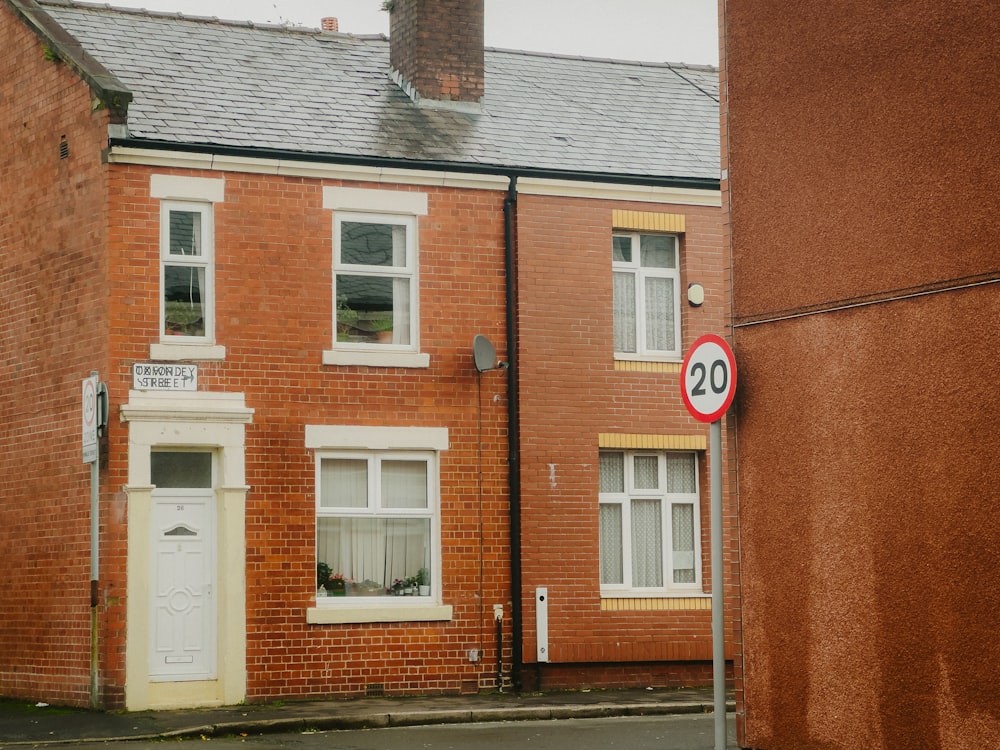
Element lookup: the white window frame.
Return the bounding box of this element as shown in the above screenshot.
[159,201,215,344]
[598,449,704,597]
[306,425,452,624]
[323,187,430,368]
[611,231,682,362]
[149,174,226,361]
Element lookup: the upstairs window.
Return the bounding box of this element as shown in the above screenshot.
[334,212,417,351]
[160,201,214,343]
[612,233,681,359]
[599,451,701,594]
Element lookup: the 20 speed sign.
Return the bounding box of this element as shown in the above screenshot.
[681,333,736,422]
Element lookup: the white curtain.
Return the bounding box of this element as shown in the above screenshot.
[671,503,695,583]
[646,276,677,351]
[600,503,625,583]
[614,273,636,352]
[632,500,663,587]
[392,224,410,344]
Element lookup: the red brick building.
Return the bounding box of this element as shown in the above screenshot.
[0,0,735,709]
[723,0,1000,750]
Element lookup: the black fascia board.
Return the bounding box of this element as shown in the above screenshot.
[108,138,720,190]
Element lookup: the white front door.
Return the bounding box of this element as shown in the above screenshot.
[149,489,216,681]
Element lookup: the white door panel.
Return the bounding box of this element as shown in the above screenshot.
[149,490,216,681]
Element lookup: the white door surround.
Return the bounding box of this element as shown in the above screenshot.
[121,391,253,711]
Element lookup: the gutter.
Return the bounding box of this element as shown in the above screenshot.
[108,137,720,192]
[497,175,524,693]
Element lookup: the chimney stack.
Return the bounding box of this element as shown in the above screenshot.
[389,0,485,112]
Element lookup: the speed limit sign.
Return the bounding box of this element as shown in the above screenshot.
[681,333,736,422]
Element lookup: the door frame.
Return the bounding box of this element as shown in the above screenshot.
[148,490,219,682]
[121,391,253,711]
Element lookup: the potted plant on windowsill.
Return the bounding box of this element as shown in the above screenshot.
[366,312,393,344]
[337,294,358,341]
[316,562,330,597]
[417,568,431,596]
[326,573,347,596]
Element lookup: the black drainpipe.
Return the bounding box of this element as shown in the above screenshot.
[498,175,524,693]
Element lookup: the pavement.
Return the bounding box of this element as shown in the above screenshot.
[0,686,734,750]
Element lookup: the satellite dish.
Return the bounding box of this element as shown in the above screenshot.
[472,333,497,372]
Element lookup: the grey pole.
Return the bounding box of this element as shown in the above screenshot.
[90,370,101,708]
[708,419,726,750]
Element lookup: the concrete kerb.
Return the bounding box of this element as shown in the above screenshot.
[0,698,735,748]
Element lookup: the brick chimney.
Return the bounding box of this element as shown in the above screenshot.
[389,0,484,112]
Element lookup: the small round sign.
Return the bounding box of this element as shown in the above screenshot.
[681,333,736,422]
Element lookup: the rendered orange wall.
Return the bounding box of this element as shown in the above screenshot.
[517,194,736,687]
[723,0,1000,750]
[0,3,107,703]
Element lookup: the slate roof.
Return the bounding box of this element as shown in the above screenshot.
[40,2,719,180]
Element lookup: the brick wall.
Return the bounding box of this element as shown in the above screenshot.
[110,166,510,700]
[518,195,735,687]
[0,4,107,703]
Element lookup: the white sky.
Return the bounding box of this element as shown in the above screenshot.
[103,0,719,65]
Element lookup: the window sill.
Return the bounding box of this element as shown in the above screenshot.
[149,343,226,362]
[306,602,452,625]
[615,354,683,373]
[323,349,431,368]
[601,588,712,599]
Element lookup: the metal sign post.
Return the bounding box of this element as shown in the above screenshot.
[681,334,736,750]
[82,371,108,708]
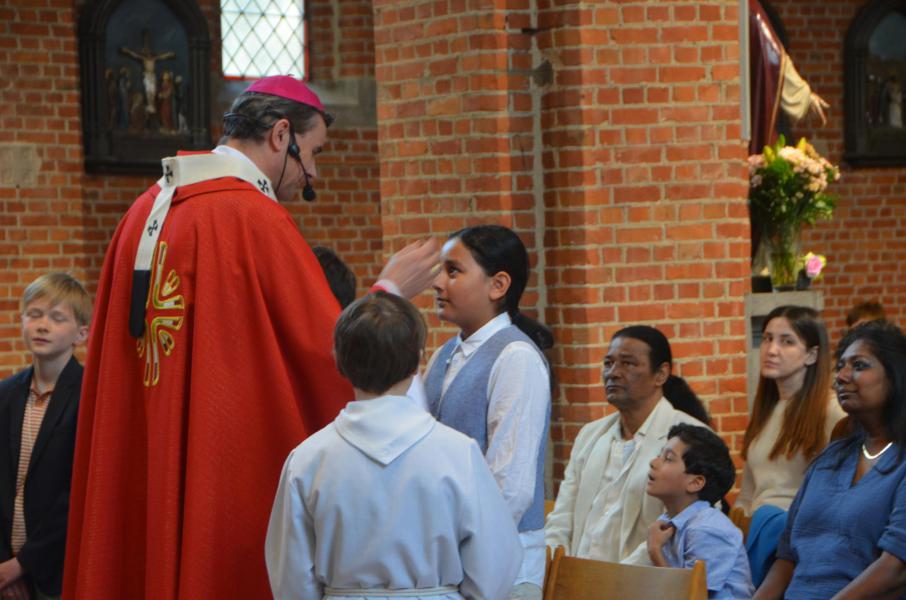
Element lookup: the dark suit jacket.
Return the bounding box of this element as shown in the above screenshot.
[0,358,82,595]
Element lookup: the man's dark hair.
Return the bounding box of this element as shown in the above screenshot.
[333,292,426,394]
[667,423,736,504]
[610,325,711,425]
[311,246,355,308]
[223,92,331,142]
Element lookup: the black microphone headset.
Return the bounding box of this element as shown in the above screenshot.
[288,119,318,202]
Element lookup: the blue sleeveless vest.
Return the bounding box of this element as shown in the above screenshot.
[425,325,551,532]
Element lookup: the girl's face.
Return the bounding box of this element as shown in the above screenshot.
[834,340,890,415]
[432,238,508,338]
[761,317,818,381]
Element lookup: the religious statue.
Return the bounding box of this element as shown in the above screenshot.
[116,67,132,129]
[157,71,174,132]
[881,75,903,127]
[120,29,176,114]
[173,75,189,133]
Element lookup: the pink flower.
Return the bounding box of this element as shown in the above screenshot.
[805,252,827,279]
--------------------------------
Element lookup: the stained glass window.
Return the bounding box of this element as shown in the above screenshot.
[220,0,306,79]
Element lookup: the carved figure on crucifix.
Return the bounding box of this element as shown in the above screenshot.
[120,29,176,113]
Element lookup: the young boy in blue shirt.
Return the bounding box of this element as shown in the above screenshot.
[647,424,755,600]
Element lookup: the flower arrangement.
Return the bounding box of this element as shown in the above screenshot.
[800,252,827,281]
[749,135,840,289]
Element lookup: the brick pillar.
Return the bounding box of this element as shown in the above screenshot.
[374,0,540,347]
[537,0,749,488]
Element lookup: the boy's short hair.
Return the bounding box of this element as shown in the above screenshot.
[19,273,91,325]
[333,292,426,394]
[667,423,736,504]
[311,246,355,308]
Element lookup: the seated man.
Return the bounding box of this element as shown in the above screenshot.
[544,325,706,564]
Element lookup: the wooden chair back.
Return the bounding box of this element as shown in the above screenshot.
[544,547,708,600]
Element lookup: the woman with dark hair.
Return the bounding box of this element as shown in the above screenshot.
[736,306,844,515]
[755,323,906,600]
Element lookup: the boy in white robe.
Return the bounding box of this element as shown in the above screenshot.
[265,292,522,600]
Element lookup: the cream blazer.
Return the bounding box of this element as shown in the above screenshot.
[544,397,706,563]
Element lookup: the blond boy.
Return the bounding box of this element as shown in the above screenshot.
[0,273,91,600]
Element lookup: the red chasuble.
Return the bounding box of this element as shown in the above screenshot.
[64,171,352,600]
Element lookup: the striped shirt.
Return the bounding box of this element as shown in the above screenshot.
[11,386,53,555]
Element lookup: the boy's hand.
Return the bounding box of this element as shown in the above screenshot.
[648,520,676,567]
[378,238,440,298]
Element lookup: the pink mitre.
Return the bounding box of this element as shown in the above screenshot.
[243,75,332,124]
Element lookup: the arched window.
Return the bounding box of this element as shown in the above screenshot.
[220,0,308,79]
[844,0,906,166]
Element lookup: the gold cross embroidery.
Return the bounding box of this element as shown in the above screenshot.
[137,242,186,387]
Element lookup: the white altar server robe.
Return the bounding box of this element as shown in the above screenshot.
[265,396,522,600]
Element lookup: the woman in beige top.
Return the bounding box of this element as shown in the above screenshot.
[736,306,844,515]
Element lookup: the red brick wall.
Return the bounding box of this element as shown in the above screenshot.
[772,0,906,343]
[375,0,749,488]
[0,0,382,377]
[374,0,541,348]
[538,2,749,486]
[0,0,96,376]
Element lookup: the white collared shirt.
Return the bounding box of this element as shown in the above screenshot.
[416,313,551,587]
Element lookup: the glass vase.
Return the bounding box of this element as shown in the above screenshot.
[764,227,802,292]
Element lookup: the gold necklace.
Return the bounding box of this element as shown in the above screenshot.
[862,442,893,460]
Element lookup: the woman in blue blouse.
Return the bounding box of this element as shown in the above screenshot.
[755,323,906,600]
--------------------------------
» WORK REQUIRED
Retype the records word for word, from the line containing "Element lookup: the striped shirt." through the line containing "[378,238,440,298]", with both of those lines included.

» FINAL ANSWER
Element lookup: the striped shirt.
Return the bounding box of this element as shown in the above screenshot.
[11,386,53,555]
Element lookup: the boy's hand.
Return the bounding box of this element as shown in the above screenshot.
[648,520,676,567]
[378,238,440,298]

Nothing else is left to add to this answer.